═══ DATA SECTION ═══

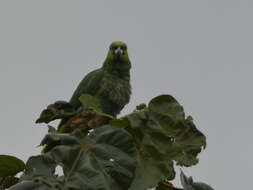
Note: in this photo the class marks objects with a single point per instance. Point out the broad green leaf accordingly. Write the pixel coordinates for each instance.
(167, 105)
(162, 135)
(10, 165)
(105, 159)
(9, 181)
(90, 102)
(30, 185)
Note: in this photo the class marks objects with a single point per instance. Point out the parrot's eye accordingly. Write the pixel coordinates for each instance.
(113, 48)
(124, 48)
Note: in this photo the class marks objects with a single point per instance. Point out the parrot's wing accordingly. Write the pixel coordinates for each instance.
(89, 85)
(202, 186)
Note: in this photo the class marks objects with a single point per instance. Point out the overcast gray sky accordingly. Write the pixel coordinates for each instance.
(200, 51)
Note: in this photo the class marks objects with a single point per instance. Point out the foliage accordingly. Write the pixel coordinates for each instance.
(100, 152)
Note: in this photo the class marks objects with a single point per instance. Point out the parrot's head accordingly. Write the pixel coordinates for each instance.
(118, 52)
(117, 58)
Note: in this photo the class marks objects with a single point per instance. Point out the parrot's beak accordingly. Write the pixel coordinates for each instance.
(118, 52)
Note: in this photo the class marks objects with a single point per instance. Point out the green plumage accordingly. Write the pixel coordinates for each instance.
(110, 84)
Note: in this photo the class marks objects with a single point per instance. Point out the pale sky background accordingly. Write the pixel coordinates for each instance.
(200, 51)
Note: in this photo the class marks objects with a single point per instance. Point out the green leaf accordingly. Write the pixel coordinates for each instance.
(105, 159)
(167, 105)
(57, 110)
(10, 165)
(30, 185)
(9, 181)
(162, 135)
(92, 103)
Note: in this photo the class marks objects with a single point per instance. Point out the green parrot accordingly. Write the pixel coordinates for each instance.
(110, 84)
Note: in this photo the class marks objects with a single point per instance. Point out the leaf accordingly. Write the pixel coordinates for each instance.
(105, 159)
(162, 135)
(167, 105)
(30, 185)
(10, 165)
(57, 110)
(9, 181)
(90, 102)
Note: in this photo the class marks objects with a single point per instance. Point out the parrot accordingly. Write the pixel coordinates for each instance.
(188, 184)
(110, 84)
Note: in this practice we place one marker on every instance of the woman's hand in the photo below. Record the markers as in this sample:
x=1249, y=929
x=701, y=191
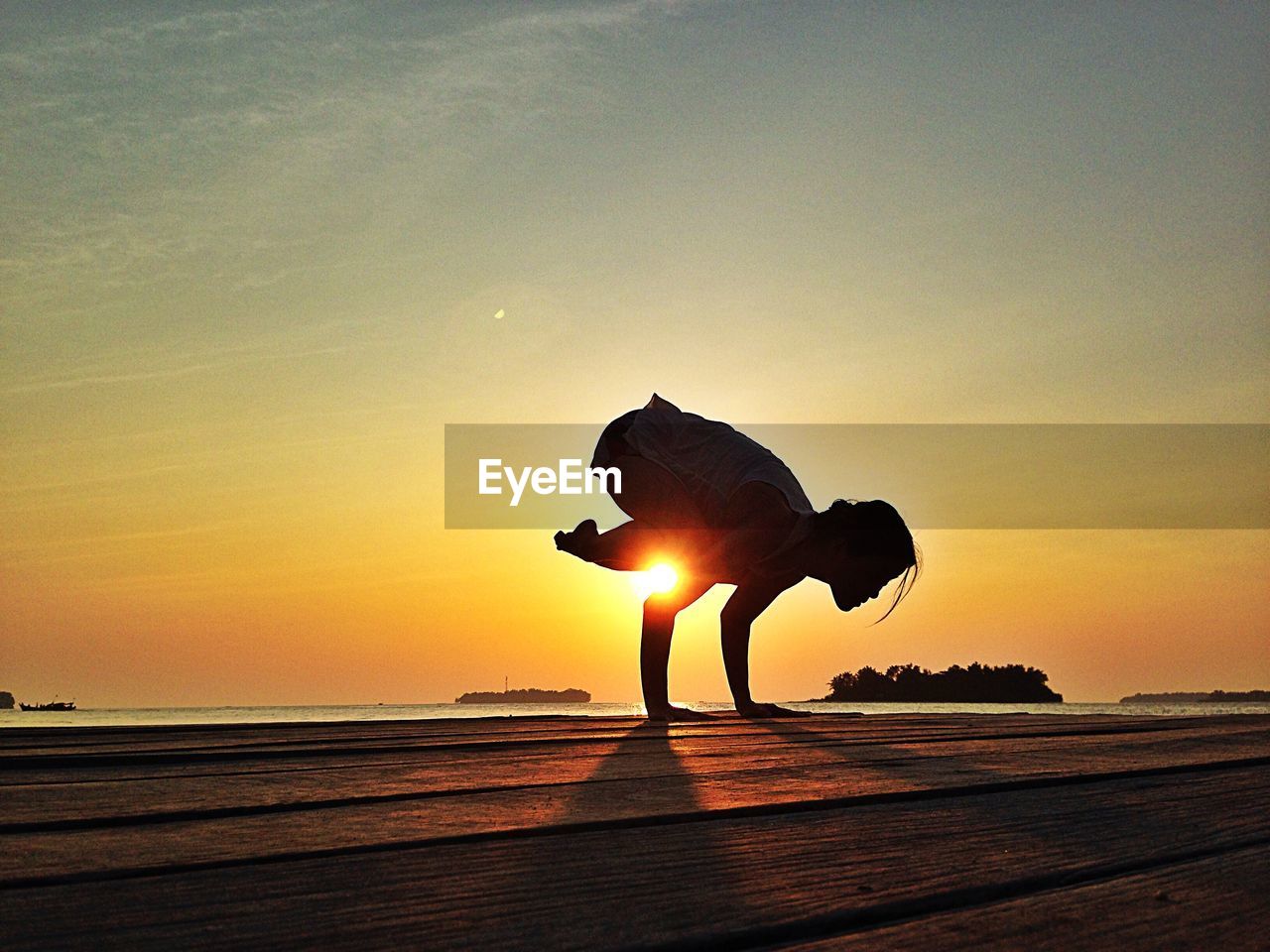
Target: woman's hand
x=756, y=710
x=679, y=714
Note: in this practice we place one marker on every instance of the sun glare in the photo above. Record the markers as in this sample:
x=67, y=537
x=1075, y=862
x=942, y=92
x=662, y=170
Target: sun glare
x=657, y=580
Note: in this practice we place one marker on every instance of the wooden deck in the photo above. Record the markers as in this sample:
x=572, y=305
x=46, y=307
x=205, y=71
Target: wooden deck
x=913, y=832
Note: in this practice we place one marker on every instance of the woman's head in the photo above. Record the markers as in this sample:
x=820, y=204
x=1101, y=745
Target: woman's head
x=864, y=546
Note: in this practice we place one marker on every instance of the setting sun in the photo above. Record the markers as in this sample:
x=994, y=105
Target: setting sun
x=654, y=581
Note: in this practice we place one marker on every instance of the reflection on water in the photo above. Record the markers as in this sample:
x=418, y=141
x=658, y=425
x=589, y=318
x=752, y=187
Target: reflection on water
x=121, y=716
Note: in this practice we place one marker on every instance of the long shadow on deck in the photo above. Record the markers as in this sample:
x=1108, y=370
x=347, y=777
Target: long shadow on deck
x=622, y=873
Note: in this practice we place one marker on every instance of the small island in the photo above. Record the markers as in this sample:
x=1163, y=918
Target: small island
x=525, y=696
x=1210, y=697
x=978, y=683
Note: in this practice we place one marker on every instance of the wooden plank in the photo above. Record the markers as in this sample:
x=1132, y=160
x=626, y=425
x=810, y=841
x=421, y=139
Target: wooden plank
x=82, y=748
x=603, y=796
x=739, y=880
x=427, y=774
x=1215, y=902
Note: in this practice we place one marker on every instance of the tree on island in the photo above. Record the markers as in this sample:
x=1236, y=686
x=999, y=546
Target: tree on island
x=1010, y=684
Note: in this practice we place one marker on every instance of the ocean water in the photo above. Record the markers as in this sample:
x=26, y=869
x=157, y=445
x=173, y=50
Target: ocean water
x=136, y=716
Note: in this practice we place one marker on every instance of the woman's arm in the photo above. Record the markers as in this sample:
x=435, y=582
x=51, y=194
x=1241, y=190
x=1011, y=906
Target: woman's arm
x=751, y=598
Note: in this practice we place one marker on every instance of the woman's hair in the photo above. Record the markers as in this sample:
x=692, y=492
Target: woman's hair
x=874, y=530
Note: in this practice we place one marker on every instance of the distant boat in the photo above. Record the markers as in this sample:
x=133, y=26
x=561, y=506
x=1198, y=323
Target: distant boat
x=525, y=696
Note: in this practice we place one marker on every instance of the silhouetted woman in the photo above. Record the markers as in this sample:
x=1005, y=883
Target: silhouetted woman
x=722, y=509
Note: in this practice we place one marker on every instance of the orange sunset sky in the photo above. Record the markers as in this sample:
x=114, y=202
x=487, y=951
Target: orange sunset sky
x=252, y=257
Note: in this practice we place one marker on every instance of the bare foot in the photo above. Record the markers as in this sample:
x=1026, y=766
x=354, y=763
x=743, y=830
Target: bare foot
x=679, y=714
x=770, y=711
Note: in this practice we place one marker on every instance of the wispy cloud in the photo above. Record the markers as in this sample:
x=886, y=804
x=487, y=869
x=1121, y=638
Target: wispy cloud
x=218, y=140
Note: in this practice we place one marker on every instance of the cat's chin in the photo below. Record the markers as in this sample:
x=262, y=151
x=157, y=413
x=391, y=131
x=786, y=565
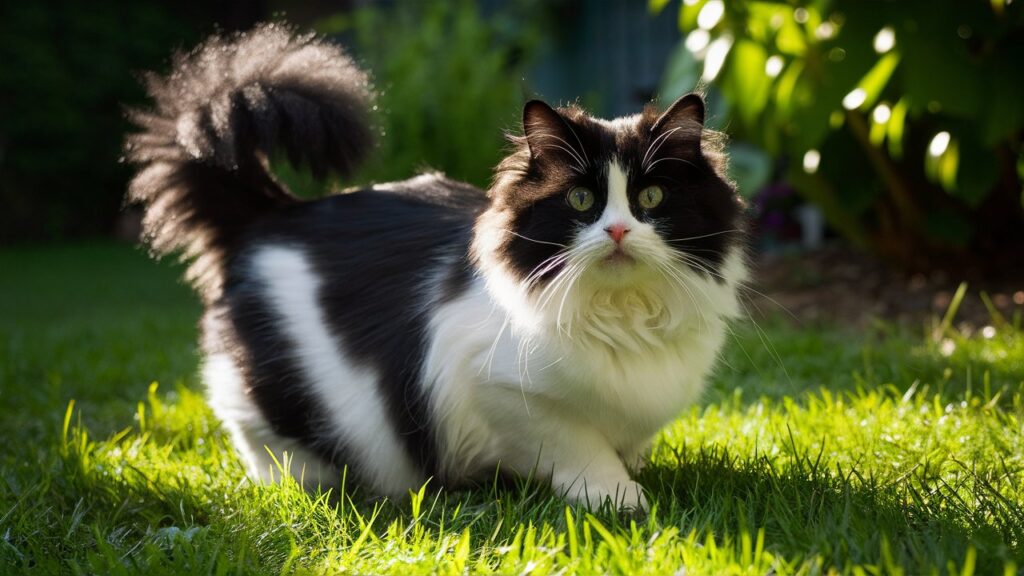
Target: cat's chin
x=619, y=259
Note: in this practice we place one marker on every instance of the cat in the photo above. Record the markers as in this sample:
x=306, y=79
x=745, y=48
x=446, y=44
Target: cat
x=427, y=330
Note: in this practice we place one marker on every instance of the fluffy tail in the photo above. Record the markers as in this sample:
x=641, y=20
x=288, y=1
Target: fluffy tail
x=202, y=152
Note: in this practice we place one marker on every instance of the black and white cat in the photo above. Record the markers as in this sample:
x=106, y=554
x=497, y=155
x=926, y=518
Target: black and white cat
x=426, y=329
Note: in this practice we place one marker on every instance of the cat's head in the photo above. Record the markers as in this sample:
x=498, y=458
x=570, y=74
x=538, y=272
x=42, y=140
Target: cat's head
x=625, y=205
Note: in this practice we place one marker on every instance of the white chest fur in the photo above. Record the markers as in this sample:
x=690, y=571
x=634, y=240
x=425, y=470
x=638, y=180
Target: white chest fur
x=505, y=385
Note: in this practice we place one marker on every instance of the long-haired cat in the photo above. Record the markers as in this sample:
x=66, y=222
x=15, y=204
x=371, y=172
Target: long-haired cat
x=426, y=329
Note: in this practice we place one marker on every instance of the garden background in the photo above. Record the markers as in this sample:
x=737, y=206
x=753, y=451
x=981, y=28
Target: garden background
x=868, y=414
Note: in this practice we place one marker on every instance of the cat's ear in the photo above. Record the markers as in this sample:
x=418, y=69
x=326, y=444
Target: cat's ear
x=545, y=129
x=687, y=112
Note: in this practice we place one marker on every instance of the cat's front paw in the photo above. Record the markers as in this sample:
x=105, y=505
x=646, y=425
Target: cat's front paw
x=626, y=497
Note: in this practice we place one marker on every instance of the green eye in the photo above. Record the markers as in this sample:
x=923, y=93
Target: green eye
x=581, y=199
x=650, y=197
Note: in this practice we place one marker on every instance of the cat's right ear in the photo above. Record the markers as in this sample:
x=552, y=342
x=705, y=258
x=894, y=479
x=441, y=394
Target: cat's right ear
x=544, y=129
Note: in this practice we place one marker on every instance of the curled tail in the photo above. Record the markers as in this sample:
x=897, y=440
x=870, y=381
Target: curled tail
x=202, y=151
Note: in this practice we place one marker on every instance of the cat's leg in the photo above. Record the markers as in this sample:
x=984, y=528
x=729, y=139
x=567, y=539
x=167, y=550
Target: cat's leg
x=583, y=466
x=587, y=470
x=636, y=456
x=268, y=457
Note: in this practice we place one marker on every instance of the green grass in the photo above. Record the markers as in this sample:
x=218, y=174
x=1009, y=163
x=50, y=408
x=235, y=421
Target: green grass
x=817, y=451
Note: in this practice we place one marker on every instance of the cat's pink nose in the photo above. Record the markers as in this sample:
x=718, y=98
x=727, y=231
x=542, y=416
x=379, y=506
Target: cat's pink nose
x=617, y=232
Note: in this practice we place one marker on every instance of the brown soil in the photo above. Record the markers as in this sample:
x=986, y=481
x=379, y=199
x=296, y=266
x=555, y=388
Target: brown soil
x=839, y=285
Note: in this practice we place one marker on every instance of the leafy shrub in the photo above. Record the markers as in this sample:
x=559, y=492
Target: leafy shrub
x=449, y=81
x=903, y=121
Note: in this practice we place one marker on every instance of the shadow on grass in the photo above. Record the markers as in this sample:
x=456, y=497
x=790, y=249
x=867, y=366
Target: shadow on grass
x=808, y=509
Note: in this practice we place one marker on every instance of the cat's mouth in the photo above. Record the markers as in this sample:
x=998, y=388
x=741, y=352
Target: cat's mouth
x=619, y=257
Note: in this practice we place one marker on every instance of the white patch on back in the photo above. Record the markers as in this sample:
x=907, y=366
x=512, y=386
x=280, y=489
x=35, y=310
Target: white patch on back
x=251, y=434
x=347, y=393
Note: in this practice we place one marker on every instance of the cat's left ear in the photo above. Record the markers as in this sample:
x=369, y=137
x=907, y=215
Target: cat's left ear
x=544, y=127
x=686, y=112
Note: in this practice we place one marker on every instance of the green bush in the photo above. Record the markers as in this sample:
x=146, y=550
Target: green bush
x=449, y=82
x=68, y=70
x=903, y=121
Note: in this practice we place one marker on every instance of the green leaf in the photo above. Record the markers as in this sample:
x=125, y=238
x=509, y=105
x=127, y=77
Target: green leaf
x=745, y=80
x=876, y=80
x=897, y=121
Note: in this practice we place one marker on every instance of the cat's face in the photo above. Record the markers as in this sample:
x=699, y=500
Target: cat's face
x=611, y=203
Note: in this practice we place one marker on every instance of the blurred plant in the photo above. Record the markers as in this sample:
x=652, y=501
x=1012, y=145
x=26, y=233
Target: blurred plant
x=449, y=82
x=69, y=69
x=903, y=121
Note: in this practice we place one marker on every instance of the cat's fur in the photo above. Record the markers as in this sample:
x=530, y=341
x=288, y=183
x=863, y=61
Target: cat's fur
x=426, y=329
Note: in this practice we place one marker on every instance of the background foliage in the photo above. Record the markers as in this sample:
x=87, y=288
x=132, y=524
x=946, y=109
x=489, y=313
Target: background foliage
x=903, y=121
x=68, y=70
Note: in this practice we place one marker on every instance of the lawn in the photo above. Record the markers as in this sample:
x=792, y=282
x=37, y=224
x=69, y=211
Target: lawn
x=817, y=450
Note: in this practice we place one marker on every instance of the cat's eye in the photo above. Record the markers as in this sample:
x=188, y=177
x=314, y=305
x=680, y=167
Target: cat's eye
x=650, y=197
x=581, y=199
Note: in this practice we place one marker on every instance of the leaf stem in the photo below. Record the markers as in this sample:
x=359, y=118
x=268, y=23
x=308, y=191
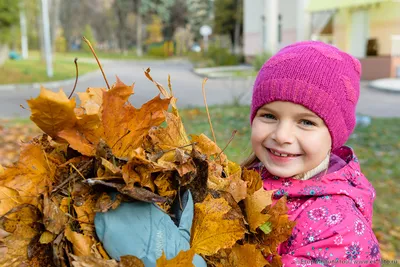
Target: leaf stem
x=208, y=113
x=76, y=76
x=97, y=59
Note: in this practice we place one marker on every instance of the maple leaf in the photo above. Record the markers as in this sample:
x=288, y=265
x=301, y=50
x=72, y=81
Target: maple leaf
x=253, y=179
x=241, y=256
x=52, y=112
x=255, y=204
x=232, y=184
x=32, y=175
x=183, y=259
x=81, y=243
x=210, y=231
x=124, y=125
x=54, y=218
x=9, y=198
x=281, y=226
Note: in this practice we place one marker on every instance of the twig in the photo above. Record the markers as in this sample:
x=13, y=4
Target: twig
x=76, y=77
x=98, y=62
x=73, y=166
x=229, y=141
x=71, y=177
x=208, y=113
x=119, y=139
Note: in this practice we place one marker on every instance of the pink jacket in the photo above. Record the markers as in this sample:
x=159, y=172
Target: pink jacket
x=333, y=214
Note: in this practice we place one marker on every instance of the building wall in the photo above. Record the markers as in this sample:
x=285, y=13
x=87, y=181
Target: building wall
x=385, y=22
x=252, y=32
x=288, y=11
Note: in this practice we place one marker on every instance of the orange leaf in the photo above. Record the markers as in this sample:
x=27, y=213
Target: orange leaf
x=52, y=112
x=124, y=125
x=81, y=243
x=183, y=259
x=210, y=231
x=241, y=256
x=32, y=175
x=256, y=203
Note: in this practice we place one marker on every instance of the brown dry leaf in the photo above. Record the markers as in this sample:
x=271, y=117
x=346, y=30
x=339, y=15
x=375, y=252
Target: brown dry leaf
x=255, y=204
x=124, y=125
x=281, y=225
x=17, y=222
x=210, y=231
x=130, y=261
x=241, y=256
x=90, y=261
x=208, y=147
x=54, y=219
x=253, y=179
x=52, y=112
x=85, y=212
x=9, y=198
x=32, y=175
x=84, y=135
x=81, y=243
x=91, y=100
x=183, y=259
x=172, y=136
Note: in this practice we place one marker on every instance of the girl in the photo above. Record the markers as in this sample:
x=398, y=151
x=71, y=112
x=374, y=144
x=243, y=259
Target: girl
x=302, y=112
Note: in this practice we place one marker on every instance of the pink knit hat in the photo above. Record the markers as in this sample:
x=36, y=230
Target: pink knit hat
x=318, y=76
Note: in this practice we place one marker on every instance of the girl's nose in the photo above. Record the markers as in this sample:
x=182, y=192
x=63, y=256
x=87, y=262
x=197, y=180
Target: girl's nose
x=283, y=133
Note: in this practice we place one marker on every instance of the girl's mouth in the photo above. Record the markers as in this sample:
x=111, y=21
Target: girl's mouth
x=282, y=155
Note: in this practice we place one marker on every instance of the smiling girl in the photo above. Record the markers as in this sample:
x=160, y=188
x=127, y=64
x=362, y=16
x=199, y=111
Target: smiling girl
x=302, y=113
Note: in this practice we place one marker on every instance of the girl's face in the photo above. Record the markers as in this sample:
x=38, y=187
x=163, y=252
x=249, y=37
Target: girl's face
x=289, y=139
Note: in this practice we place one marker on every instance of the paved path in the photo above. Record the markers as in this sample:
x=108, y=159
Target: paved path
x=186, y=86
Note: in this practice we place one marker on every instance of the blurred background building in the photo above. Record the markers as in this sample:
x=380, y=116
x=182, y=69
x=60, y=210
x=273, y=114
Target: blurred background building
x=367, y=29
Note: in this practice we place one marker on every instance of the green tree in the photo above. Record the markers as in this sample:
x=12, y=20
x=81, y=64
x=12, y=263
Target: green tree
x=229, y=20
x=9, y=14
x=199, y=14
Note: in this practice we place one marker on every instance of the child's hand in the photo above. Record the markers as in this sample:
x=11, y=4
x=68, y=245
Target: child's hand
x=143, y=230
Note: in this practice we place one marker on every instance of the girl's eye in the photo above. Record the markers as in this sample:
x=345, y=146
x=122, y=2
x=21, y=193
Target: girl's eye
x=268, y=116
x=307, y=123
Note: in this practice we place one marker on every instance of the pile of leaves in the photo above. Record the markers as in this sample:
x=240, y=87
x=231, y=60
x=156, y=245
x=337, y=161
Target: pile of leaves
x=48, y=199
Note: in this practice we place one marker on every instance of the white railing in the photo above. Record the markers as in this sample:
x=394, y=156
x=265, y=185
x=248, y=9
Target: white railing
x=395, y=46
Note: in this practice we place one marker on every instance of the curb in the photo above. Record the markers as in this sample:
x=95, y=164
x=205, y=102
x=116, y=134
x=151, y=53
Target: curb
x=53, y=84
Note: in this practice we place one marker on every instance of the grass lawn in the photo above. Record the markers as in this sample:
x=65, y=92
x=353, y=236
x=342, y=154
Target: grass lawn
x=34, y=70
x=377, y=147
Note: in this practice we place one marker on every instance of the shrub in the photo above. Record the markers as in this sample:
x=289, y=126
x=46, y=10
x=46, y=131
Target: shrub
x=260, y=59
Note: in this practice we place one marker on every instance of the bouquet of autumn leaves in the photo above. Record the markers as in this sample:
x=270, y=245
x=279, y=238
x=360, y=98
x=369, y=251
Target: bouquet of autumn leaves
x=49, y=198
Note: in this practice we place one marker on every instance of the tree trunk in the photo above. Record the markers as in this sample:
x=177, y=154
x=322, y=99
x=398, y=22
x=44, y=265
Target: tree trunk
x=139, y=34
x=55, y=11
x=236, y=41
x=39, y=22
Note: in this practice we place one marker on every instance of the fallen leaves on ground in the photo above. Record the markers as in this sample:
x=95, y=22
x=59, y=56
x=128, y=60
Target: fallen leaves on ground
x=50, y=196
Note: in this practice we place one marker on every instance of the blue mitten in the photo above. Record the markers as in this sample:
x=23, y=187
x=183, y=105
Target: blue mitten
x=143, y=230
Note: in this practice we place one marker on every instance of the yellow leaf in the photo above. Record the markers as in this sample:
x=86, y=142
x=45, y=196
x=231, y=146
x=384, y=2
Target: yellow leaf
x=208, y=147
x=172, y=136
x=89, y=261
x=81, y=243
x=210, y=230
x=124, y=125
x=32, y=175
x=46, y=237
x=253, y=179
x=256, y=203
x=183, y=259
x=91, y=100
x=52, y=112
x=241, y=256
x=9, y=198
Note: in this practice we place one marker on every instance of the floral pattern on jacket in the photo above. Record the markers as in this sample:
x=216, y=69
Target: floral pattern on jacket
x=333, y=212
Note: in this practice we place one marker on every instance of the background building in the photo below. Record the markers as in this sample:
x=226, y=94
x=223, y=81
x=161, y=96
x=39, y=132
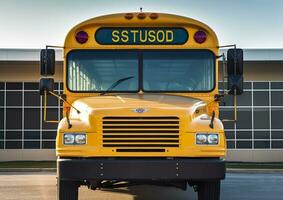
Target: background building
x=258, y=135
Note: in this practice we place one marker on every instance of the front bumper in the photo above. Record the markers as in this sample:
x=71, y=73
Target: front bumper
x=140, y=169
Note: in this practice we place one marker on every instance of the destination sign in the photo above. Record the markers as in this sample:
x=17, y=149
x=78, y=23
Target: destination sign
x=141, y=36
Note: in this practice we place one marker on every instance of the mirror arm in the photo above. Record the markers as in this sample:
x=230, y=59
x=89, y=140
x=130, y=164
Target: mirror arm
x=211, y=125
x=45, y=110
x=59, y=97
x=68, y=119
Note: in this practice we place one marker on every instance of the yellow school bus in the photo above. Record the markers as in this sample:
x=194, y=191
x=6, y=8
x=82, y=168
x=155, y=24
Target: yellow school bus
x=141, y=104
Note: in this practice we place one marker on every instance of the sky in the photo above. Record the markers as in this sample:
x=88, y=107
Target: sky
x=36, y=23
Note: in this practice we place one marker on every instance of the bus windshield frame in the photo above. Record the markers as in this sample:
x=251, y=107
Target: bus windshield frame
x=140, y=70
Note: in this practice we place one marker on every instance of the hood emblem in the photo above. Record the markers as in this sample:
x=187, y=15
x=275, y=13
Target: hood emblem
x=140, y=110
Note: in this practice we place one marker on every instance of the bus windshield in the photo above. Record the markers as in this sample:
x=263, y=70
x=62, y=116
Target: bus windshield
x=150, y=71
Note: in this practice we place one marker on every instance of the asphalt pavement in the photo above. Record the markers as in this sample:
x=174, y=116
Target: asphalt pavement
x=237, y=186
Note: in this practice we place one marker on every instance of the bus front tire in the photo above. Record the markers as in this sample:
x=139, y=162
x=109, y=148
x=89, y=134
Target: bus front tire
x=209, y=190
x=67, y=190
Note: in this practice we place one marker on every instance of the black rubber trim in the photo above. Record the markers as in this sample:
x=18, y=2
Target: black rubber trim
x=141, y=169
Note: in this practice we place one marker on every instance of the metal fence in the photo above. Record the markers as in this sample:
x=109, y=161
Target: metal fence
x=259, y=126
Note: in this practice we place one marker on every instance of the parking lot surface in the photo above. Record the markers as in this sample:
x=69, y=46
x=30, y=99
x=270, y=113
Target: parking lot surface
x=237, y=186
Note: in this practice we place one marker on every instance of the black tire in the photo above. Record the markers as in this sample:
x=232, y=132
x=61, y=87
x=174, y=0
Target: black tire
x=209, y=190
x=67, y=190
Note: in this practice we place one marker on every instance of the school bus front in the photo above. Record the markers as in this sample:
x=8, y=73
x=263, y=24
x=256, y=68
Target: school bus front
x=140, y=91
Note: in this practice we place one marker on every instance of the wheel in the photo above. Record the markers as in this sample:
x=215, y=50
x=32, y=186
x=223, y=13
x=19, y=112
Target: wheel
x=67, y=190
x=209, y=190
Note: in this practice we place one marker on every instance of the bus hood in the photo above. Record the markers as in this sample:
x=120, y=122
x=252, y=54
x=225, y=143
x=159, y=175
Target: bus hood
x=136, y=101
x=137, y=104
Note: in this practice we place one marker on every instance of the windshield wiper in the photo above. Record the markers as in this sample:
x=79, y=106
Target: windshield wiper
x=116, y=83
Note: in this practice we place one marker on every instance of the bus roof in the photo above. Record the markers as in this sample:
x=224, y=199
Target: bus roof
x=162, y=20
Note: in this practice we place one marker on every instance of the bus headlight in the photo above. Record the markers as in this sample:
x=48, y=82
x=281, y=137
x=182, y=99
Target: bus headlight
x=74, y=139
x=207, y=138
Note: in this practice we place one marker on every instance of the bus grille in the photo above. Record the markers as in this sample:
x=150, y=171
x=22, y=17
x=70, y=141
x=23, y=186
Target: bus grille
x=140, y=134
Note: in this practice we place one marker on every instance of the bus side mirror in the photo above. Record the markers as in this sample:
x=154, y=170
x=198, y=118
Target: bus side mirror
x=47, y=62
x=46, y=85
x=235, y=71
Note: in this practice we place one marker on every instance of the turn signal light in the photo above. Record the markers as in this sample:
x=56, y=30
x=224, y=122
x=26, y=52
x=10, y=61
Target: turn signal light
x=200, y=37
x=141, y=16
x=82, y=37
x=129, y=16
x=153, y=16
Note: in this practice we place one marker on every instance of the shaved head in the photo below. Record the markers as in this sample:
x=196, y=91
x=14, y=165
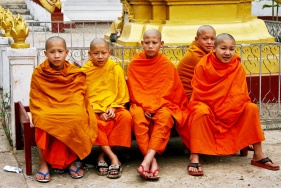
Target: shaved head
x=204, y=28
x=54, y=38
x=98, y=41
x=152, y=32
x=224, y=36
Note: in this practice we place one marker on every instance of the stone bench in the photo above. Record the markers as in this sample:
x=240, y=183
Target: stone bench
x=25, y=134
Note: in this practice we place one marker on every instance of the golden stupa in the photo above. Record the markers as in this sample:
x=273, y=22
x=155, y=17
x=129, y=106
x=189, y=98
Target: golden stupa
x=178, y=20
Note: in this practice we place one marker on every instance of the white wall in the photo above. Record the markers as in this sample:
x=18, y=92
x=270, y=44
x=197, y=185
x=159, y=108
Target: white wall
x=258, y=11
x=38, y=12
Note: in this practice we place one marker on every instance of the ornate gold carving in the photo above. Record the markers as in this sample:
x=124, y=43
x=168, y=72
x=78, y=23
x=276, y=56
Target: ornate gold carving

═══

- [TASK OBJECTIVE]: Retype the records without changes, starting at the line that contains "the background building" and stopping after the line that contains "x=141, y=36". Leave out the pictures.

- [RESULT]:
Note: in this practice we place one marker on every instance of the background building in the photo below. Record the markers as in this sample:
x=226, y=94
x=223, y=81
x=161, y=96
x=39, y=132
Target: background building
x=258, y=135
Note: in this practice we place one marker on every instance of the front bumper in the photo above. Record the markers as in this sample:
x=71, y=73
Target: front bumper
x=140, y=169
Note: in this practice we place one marker on every instance of the destination sign in the photo above. Record the markers as in this sample:
x=17, y=149
x=78, y=23
Target: destination sign
x=141, y=36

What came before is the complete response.